__选段原文__:
◆ ◆ ◆ ◆ ◆ ◆ ◆

944. Delete Columns to Make Sorted
We are given an array A
of N
lowercase letter strings, all of the same length.
Now, we may choose any set of deletion indices, and for each string, we delete all the characters in those indices.
For example, if we have an array A = ["abcdef","uvwxyz"]
and deletion indices {0, 2, 3}
, then the final array after deletions is ["bef", "vyz"]
, and the remaining columns of A are ["b","v"], ["e","y"]
, and ["f","z"]
. (Formally, the c-th column is [A[0][c], A[1][c], ..., A[A.length-1][c]]
.)
Suppose we chose a set of deletion indices D such that after deletions, each remaining column in A is in non-decreasing sorted order.
Return the minimum possible value of D.length
.

◆ ◆ ◆ ◆ ◆ ◆ ◆

__任务要求 1__: 从记录中摘出所有包含字符串“background”的行，区分大小写。
选段与记录互不相关，是两份独立的材料。

◆ ◆ ◆ ◆ ◆ ◆ ◆

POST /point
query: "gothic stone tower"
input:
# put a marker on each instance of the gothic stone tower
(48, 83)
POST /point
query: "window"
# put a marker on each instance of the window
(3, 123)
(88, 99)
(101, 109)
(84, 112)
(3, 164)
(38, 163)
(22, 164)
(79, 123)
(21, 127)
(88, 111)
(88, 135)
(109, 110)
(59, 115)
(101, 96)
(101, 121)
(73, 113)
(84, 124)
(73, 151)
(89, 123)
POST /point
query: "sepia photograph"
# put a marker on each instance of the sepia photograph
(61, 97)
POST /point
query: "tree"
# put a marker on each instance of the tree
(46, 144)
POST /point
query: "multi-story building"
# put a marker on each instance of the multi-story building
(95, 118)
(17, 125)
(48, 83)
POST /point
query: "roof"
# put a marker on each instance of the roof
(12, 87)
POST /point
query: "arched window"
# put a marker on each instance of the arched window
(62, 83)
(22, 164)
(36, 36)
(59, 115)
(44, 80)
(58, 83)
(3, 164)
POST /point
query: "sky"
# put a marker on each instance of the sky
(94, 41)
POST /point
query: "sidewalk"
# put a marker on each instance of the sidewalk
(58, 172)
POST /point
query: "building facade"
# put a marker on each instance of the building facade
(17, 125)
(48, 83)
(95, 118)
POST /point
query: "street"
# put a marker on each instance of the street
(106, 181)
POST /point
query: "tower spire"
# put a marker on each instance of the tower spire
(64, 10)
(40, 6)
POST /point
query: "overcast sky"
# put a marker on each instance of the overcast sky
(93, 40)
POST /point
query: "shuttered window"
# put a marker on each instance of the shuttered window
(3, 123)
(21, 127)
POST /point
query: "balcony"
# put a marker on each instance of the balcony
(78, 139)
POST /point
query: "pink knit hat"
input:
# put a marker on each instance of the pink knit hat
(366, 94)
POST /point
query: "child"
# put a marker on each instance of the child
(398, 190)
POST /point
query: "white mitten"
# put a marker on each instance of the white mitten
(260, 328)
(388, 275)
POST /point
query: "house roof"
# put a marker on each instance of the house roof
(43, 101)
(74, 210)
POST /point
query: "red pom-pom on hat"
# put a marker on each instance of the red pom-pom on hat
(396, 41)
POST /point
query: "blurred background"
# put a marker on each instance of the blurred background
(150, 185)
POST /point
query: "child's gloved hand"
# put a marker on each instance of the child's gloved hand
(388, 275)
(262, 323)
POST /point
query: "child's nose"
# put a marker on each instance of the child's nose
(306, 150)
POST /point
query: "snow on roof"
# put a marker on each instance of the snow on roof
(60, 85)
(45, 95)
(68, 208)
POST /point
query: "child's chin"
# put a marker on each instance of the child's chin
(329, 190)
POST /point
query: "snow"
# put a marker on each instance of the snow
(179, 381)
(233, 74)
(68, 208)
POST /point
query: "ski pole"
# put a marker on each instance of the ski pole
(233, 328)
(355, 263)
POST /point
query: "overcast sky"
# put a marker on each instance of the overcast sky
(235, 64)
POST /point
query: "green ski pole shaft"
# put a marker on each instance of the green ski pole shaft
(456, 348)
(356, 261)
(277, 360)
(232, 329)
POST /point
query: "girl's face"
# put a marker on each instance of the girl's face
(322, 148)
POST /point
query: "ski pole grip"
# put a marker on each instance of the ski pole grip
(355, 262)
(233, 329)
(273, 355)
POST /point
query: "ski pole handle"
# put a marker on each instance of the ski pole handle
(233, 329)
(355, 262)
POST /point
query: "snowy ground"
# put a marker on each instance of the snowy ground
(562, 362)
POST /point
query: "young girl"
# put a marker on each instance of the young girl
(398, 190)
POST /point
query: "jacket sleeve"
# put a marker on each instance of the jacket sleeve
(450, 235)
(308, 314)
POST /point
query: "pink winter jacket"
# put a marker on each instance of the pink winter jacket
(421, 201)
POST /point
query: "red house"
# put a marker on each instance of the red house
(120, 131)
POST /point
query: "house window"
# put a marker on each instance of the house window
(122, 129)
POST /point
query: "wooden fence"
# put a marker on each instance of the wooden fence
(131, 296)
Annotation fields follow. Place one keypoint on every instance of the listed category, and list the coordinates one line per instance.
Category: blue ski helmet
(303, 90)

◆ ◆ ◆ ◆ ◆ ◆ ◆

__任务要求 2__:
根据选段回答下列问题：
(a) 数组 A 中的字符串由什么字母构成，长度有什么特点？
(b) 示例中删除下标 {0, 2, 3} 后，最终数组是什么？
(c) 题目要求返回什么？

__预期输出 1__:
query: "blurred background"
# put a marker on each instance of the blurred background

__预期输出 2__:
(a) 由小写字母构成，长度全都相同。
(b) ["bef", "vyz"]。
(c) D.length 的最小可能值。